** Material provided follows **
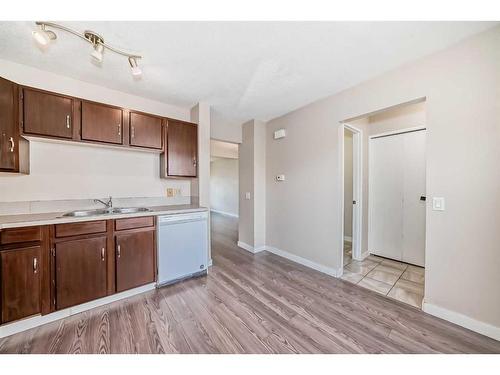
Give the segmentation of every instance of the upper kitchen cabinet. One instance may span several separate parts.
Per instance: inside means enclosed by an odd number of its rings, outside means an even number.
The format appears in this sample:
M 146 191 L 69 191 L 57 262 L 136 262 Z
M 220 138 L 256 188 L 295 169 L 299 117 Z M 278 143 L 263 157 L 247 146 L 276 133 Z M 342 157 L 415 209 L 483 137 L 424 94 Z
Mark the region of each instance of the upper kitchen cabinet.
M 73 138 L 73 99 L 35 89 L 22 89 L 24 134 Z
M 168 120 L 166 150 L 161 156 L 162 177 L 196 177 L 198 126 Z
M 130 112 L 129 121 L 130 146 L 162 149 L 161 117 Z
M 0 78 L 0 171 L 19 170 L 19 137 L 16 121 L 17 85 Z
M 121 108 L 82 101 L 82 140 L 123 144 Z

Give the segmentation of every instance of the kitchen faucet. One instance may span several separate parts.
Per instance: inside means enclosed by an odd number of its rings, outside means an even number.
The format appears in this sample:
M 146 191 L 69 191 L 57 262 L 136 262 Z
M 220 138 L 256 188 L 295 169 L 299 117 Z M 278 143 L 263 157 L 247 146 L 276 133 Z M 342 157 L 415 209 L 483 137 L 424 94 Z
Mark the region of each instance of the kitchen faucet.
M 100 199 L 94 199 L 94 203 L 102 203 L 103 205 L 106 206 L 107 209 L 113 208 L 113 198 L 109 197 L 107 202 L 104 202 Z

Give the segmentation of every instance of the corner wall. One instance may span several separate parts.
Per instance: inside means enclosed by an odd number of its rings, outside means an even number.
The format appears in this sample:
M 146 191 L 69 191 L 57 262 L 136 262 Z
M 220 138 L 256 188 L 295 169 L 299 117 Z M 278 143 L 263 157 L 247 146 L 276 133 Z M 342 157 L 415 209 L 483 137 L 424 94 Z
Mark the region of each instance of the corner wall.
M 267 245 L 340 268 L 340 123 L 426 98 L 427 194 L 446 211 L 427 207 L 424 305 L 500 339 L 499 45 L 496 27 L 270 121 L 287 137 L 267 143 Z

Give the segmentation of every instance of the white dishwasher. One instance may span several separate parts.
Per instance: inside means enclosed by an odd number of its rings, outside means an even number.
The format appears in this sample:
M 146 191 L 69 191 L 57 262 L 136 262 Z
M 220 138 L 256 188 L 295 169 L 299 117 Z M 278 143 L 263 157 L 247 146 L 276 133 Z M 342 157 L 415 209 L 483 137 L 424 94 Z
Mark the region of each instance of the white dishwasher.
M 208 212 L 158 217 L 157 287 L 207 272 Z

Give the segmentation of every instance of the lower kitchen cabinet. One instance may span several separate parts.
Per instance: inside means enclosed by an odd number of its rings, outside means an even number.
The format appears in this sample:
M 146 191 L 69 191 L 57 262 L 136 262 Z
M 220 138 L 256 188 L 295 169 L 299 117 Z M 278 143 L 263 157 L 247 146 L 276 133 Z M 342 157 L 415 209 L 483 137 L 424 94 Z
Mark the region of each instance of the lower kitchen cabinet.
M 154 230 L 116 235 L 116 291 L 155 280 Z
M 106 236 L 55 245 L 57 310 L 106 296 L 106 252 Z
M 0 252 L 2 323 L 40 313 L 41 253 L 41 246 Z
** End of Material provided **
Exercise: Output the listing above exactly as it stands; no picture should appear.

Exercise response:
Give the segmentation of every instance of the upper kitchen cabinet. One instance may span several separate parts.
Per instance: inside means enclosed by an odd number of its rings, outside means an even number.
The format appears in this sample:
M 146 191 L 69 191 L 57 262 L 136 262 Z
M 220 138 L 256 188 L 295 169 L 299 117 Z M 278 143 L 263 157 L 247 146 L 276 133 Z M 342 157 L 415 209 L 483 137 L 424 94 Z
Mark the region of each instance of the upper kitchen cabinet.
M 73 138 L 73 99 L 35 89 L 22 89 L 24 134 Z
M 168 120 L 166 150 L 161 156 L 162 177 L 196 177 L 198 126 Z
M 130 112 L 129 121 L 130 146 L 162 149 L 161 117 Z
M 0 78 L 0 171 L 19 170 L 19 137 L 16 121 L 17 85 Z
M 121 108 L 82 101 L 82 140 L 123 144 Z

Give the segmentation of every instance of the kitchen faucet. One instance may span several separate parts.
Per instance: inside means enclosed by an odd number of its rings, outside means an even number.
The format appears in this sample:
M 146 191 L 69 191 L 57 262 L 136 262 Z
M 220 138 L 256 188 L 295 169 L 299 117 Z M 278 143 L 263 157 L 247 146 L 276 133 Z M 342 157 L 415 209 L 483 137 L 424 94 Z
Mark the region of each instance of the kitchen faucet.
M 100 199 L 94 199 L 94 203 L 102 203 L 103 205 L 106 206 L 107 209 L 113 208 L 113 198 L 109 197 L 107 202 L 104 202 Z

Give the segmentation of every instance of the corner wall. One instance may span several separate parts.
Per instance: inside means enclosed by an odd number of its rings, outside means an even number.
The format appears in this sample:
M 146 191 L 69 191 L 57 262 L 136 262 Z
M 220 138 L 256 188 L 295 169 L 299 117 Z M 278 143 L 263 157 L 247 146 L 276 133 Z M 342 157 L 415 209 L 483 137 L 424 94 Z
Mark the region of each instance of the corner wall.
M 267 245 L 340 268 L 340 123 L 426 98 L 427 194 L 446 211 L 427 207 L 424 305 L 500 339 L 499 45 L 496 27 L 270 121 L 287 137 L 267 143 Z

Give the segmentation of every instance of the white dishwasher. One instance may span several separate parts.
Per instance: inside means enclosed by an odd number of its rings, outside means an even number.
The format appears in this sample:
M 146 191 L 69 191 L 57 262 L 136 262 Z
M 220 138 L 256 188 L 295 169 L 299 117 Z M 278 143 L 263 157 L 247 146 L 276 133 Z M 342 157 L 415 209 L 483 137 L 424 94 Z
Mark the region of each instance of the white dishwasher.
M 208 212 L 158 217 L 157 287 L 207 272 Z

Give the segmentation of every instance of the lower kitchen cabinet. One instance may span several separate parts.
Per instance: inside means enclosed by an odd number of its rings, outside means an even number.
The format appears in this sample:
M 146 191 L 69 191 L 57 262 L 136 262 Z
M 220 138 L 256 188 L 295 169 L 299 117 Z M 278 143 L 263 157 L 247 146 L 276 133 Z M 342 157 L 415 209 L 483 137 L 424 94 Z
Mark the region of each instance of the lower kitchen cabinet.
M 154 230 L 116 235 L 116 291 L 155 280 Z
M 106 236 L 55 245 L 57 310 L 106 296 L 106 252 Z
M 0 252 L 2 323 L 40 313 L 41 253 L 41 246 Z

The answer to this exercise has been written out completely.